EXERCISE DIRECTIONS: The result should consist solely of the line containing "Target: silver laptop lid" and the lines that follow it below, each reproduced exactly, the last line included.

DATASET EXCERPTS:
==================================================

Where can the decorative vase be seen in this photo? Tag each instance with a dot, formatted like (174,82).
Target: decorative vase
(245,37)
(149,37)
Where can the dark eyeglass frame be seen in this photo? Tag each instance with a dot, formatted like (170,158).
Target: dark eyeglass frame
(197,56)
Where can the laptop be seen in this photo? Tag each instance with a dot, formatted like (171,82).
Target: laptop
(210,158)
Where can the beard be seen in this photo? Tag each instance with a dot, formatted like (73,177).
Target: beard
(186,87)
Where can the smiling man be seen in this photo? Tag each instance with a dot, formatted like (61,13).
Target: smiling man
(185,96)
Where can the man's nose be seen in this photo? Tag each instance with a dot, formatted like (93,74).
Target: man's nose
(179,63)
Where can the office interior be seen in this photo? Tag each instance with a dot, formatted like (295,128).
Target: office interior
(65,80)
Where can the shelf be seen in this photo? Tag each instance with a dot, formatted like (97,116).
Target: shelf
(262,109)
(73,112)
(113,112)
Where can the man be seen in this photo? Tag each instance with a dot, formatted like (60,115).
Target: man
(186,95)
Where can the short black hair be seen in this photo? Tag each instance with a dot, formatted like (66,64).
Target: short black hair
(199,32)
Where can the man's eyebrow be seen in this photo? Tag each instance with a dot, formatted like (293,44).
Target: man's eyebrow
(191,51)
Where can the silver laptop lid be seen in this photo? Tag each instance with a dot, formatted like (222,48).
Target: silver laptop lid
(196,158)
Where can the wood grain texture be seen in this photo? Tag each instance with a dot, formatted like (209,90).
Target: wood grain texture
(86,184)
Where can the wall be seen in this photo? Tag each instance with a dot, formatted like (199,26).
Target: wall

==================================================

RESULT OF THE TASK:
Target: silver laptop lid
(196,158)
Where can the wood grain texture be seen in this photo? Tag each instance with a dot, formatted like (209,90).
Target: wood grain texture
(86,184)
Where can the wall be seen in this photo? Tag each instance with a dot, formatted like (199,26).
Target: wall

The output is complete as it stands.